[TASK]
Reproduce, word for word, the stretch from "The Cardinals brought" through "for the Cardinals." in the article on Bruce Arians below.

Arians says Palmer making it through “crazy situation” with Raiders was “very impressive”

Arizona Sports News online

Arizona Cardinals head coach Bruce Arians had a one-on-one recently with ESPN’s Merril Hoge and talked about a number of things, including quarterback Carson Palmer and his situation with the Raiders, the “risk and the reward” of bringing in rookie safety Tyrann Mathieu and becoming interim head coach for the Colts last season.

The Cardinals brought Palmer in on a two-year deal because they believe he’s the right fit at quarterback in Arians’ aerial attack.

Last season in Oakland, Calif., Palmer put up some impressive numbers on a team that wasn’t very good (4-12). Palmer completed 61.1-percent of his passes for 4,018 yards, 22 touchdowns and 14 interceptions.

Arians talked about why Palmer’s such a good fit for the Cardinals.

“I think the biggest thing is his experience level,” Arians said. “He’s tough as nails, as good a deep-ball thrower [as] I’ve ever seen, really accurate on a deep ball.”

“What he did last year with the Raiders in a crazy situation I thought was very impressive,” Arians said.

Arians believes Mathieu will make it with the Cardinals because cornerback Patrick Peterson “stands on the table for him.”

“As a head coach, I lean strongly on my players, especially the leaders to give me good advice,” Arians said. “This is a situation where we felt the risk and the reward were perfect timing.”

Last season was an up-and-down one for Arians and the Colts. He took over the head coaching duties when Chuck Pagano was diagnosed with leukemia and had to step away to get treatment and to get better.

Arians did a masterful job in Pagano’s absence, leading the team to a 9-3 record while serving in an interim basis. For that, he was named the 2012 AP Head Coach of the Year.

“It means a hell of a lot of people did a hell of a lot of good work, because I really didn’t do anything,” Arians said on the honor. “Chuck had laid a great foundation, we just continued to go day-to-day.”

Colts owner Jim Irsay came to Arians and asked him to take over for Pagano, and Arians said yes, but on one condition: the team leaves the light on in Pagano’s office until he returned.

“Christmas Eve, we had our normal game-plan meetings and I was walking out of the building, and all of a sudden I looked and the light was off,” Arians said. “I had to get in the car and dry up some tears before I could drive home. It was an extremely emotional night, the best Christmas I’ve ever had.”

Arians said those 12 games in the driver’s seat were a “practice session” for what was to come with the Cardinals.

“I knew if I became a head coach, I wanted to call plays, because that’s what the most fun is in the game for me and I knew I could do it,” Arians said. “Having done it in that situation, I knew if we had time to prepare and get a staff prepared, it’d be easy for me.”

[MATERIAL PROVIDED]
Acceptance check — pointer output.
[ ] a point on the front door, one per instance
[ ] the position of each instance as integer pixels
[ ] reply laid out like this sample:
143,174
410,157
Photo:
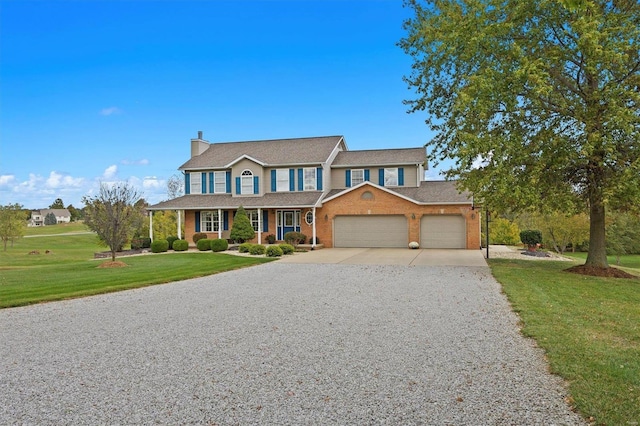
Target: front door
287,221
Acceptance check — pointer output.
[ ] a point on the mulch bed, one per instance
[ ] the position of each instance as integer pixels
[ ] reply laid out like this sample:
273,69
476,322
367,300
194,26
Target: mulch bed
599,272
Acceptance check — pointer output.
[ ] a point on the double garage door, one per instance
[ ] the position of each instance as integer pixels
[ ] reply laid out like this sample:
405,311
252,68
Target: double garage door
437,231
370,231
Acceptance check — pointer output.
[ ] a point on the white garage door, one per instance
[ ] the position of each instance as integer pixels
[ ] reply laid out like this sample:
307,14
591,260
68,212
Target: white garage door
443,231
370,231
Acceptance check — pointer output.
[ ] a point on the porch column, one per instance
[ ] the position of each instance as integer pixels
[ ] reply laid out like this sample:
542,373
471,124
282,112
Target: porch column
151,224
259,225
313,242
179,224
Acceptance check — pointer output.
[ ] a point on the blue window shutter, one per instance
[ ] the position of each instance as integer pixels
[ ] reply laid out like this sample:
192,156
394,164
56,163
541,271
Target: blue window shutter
292,178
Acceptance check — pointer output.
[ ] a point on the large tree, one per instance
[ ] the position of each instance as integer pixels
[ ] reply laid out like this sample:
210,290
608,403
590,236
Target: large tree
536,102
113,214
13,223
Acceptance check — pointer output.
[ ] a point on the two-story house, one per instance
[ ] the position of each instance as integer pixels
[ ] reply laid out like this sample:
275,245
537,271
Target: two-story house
317,186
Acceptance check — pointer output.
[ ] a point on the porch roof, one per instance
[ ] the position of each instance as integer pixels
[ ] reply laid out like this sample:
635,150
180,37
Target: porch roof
227,201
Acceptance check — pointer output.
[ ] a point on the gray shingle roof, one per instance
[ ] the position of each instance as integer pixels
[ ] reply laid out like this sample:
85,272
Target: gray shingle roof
314,150
429,192
225,201
380,157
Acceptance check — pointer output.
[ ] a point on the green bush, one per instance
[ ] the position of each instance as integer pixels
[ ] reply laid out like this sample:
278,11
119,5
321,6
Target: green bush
244,247
199,236
171,239
219,244
531,237
295,238
180,245
159,246
287,248
257,249
203,244
274,251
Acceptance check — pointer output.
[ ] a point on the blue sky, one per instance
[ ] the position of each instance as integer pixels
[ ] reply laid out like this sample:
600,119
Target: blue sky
103,91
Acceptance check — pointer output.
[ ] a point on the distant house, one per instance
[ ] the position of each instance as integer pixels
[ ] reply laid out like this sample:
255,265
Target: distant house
38,216
317,186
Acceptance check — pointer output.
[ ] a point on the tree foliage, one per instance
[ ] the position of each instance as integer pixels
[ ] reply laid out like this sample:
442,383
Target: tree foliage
113,215
242,230
13,223
536,102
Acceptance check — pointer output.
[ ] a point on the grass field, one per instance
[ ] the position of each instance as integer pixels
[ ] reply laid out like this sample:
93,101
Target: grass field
68,270
589,328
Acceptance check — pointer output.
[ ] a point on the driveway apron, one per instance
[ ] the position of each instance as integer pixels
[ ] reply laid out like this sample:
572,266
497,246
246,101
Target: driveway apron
282,343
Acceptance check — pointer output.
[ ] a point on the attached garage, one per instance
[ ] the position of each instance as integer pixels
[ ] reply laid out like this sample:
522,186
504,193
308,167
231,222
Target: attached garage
443,231
371,231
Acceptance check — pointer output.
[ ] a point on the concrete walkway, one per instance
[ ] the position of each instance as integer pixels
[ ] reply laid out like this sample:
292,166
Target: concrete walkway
390,256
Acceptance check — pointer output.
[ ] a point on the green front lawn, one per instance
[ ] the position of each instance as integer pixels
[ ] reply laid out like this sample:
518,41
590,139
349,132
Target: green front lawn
589,328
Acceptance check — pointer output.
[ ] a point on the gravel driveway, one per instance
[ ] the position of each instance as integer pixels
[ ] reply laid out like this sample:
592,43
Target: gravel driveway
281,344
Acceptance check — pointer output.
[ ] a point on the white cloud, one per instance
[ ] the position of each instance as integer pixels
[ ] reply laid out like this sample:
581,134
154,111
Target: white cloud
110,111
6,179
110,172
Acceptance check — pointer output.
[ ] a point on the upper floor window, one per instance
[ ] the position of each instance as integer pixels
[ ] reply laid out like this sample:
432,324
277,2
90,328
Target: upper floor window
220,182
246,182
195,182
357,177
391,177
310,179
282,180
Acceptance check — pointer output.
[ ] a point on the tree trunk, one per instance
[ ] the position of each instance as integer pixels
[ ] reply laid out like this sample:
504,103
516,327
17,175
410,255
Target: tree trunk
597,243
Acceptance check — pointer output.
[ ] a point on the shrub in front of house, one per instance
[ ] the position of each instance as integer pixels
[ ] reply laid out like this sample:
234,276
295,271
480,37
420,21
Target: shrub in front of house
159,246
287,248
274,251
257,249
244,247
295,238
199,236
219,244
171,239
180,245
204,244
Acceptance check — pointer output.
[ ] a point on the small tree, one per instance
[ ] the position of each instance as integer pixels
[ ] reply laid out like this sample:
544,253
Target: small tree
50,219
112,215
242,230
12,223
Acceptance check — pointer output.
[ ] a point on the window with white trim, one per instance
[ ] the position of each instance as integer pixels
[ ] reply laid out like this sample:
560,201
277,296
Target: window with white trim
196,182
309,174
357,176
246,182
209,221
391,177
254,218
282,180
220,182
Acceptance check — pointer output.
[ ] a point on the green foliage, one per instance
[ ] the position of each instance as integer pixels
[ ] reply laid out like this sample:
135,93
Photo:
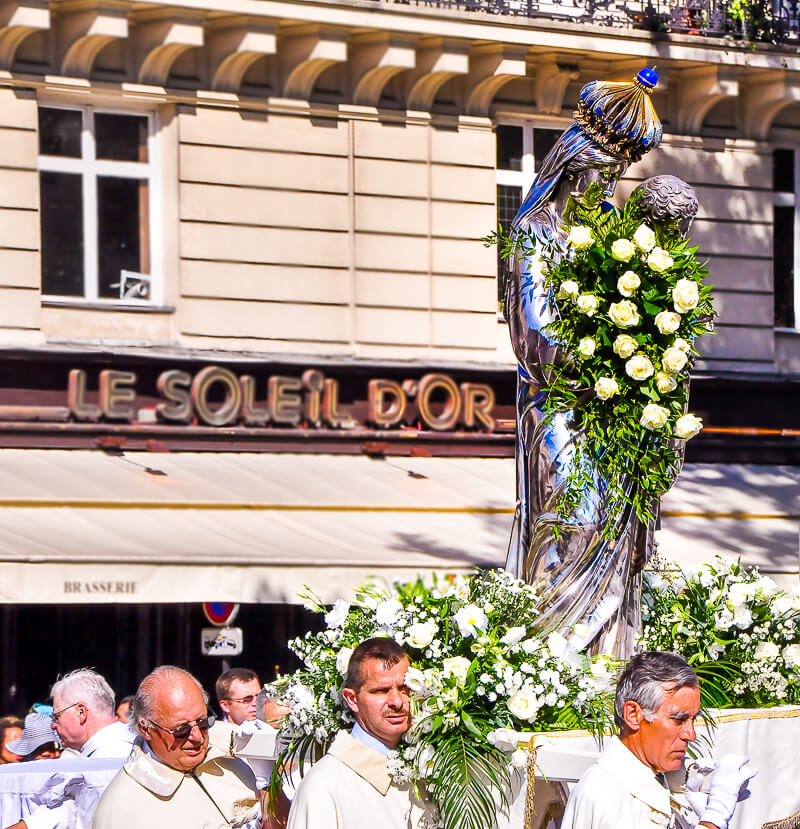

[ANSWER FOR THE TASK]
The Cardinals brought Palmer in on a two-year deal because they believe he’s the right fit at quarterback in Arians’ aerial attack.

Last season in Oakland, Calif., Palmer put up some impressive numbers on a team that wasn’t very good (4-12). Palmer completed 61.1-percent of his passes for 4,018 yards, 22 touchdowns and 14 interceptions.

Arians talked about why Palmer’s such a good fit for the Cardinals.